- WORK REQUIRED
Copy out exactly the lines running from the one with "One pin marks each instance of the dark" through the final line, both ends included, and nothing else. Pictures stay out of the copy.
## Begin MATERIAL
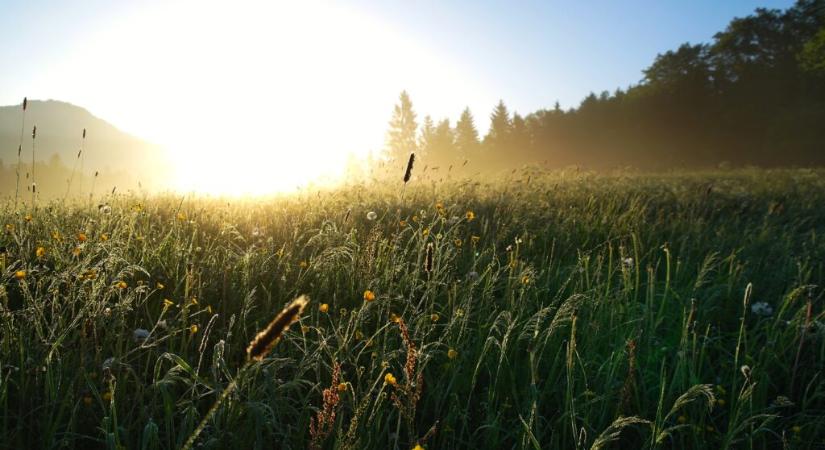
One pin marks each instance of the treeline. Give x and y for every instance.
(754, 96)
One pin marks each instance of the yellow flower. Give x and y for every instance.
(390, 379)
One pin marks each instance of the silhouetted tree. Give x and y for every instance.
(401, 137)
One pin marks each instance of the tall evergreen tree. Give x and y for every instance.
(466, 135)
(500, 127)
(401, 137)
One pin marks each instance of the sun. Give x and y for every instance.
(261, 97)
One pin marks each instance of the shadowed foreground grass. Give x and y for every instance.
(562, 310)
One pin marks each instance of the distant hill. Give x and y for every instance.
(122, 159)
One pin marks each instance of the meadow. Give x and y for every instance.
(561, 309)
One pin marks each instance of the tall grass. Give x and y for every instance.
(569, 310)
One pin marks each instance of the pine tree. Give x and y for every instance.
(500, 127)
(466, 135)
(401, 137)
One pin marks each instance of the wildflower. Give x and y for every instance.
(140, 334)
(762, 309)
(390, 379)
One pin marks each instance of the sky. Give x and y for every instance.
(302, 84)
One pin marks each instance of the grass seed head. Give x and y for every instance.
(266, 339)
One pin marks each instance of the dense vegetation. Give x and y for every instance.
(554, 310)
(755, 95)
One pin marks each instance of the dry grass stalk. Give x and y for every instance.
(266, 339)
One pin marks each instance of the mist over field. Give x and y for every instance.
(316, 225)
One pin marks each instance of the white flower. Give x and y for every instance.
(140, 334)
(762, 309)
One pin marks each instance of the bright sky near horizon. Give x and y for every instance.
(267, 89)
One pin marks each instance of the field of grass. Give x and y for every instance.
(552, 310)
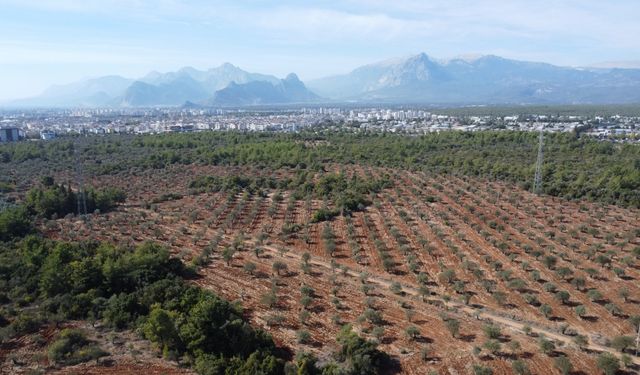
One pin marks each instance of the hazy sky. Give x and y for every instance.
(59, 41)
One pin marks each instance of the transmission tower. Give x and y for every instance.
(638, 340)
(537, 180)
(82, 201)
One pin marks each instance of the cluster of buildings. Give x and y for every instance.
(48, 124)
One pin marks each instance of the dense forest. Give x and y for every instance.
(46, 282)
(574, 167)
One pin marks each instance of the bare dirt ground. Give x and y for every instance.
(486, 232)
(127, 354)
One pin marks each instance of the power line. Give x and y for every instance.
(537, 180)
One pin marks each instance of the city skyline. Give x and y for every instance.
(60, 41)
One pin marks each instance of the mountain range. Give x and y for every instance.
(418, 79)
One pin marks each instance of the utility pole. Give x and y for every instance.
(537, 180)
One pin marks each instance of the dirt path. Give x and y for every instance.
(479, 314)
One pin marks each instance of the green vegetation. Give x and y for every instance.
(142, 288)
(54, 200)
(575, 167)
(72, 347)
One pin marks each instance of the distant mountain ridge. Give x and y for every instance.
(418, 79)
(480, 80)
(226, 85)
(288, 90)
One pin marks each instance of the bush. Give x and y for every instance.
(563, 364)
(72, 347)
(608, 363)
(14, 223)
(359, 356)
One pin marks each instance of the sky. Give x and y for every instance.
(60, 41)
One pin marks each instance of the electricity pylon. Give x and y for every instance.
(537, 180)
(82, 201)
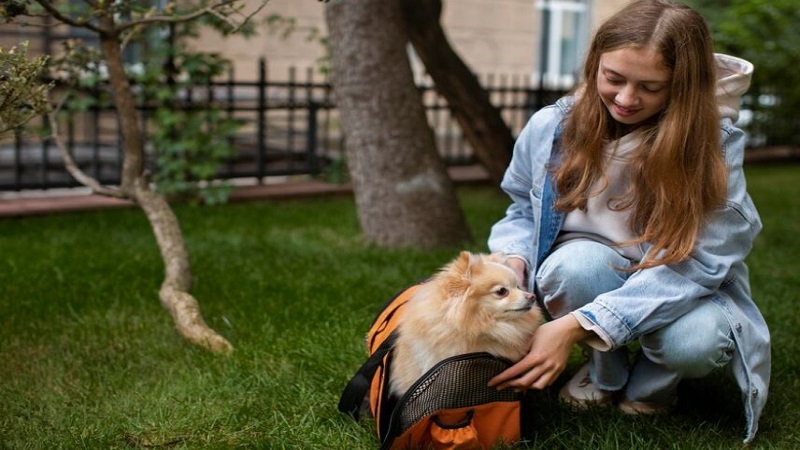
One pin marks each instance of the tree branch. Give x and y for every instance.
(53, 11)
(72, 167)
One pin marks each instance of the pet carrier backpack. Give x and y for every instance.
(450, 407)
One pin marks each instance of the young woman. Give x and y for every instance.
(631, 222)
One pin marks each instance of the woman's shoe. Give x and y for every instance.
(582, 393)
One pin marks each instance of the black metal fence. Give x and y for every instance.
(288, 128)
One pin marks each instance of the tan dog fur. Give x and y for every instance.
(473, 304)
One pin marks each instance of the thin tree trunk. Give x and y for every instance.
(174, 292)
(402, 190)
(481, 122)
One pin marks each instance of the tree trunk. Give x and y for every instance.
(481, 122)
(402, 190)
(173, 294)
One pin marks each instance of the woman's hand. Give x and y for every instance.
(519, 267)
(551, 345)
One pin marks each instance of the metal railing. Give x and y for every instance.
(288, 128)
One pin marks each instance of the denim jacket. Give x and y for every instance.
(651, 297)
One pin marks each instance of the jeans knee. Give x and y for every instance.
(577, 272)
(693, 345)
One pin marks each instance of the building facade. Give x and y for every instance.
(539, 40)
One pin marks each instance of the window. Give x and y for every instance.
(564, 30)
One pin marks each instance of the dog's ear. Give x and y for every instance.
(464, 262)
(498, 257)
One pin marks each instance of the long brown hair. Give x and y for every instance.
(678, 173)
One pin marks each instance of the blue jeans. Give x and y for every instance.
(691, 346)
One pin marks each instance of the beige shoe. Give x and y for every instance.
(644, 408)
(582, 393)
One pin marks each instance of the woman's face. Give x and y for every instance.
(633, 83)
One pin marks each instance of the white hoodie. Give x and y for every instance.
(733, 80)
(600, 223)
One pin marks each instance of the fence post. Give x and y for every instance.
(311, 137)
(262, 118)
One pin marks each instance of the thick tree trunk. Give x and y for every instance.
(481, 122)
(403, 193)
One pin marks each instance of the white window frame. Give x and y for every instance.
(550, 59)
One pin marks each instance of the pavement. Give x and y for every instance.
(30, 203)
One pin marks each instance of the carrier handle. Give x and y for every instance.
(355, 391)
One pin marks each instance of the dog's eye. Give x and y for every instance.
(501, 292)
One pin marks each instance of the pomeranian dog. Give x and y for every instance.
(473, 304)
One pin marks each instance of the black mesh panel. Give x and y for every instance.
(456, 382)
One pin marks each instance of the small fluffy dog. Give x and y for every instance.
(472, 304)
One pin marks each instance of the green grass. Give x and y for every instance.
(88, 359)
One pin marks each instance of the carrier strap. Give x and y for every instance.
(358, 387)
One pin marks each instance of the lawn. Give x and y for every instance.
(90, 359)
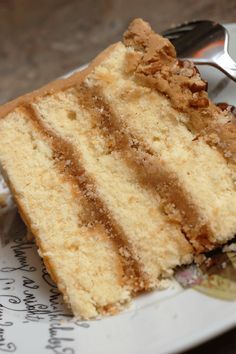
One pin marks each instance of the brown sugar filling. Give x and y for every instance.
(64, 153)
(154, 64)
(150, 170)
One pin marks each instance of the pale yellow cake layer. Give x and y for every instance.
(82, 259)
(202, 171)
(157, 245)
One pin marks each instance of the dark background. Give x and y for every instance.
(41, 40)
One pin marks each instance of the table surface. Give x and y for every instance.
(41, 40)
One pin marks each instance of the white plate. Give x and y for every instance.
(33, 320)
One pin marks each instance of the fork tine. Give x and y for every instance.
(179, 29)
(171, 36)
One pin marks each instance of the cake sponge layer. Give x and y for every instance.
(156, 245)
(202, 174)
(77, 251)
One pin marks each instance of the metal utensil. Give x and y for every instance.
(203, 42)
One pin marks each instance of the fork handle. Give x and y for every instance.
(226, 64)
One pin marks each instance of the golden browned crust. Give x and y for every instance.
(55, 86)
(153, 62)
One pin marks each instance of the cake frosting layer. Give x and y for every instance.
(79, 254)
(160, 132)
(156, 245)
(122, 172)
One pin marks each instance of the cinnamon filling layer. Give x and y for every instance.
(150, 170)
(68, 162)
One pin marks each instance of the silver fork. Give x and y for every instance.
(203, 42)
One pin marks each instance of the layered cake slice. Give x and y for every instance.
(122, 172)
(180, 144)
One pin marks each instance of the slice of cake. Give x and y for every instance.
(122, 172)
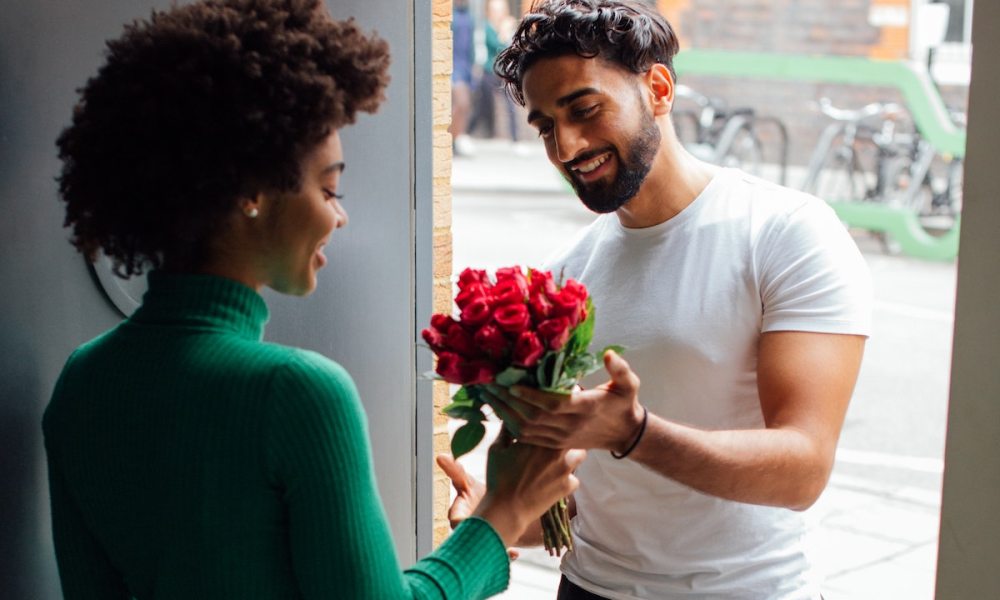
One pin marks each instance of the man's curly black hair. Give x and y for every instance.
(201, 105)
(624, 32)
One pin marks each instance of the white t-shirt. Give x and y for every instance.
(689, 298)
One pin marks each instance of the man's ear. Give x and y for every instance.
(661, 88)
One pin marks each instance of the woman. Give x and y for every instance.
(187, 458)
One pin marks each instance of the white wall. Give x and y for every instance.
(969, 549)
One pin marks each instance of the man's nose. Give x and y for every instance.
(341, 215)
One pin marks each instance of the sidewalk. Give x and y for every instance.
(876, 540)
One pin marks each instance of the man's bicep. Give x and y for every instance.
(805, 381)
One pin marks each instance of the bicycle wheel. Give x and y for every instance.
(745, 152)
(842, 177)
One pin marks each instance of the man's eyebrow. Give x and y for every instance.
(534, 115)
## End MATERIAL
- RESULT
One pin marks each instance of the dark background. Give x and y for every instance.
(41, 40)
One pin marks each instance of the table surface. Give x and y for every instance.
(41, 40)
One pin marks each instance of the white plate. Give x and y for every instance.
(33, 320)
One pin marks each instance of the fork tine. Give x and y for every instance.
(179, 29)
(171, 36)
One pin marks each instance of the cake sponge layer. Give x and y for every instance.
(156, 245)
(202, 174)
(77, 251)
One pin marks each instance of the metal utensil. Give x and y for every instance.
(203, 42)
One pin marks each instance of the fork handle. Give x and y for every instance.
(226, 64)
One pin marks each instance of the golden browned crust. Give x and y for every instance.
(55, 86)
(153, 62)
One pin marks each instance of the cake frosting layer. Give x and y for every instance.
(79, 254)
(160, 132)
(156, 245)
(122, 172)
One pin marks each instance of the cinnamon filling layer. Give x and y for every instance.
(150, 170)
(68, 162)
One pin marks each instance of the silver fork. Give x and y for every instance.
(203, 42)
One pin marks each instance of the layered cake slice. Give x and y for every instance.
(122, 172)
(180, 144)
One pin marks each instance of the slice of cake. Give x and y for every instance.
(122, 172)
One pin marks each instance of the man's curly black hair. Give x and y for every instance.
(201, 105)
(624, 32)
One pin marks each instance of the white t-shirt. Give x and y for every instance.
(689, 298)
One pin marks each instance of the man's ear. Give x and y for every instance.
(661, 88)
One pin marks each instance of the woman. Give x and y for every instance.
(187, 458)
One pin marks each instance of the white wall. Give x and y for every instance.
(969, 549)
One pin marks each instance of the man's nose. Give x and y for every instance.
(341, 215)
One pin marks each instance of the sidewalk. Give x and y for every instance.
(876, 540)
One pin marks each instance of the man's bicep. Give x and y for every instance.
(805, 381)
One pin marks each instance of the bicycle wheel. Give x and y for every instance.
(745, 152)
(842, 177)
One pin marks each instance of the man's eyebrow. Give x and y for every instance.
(534, 115)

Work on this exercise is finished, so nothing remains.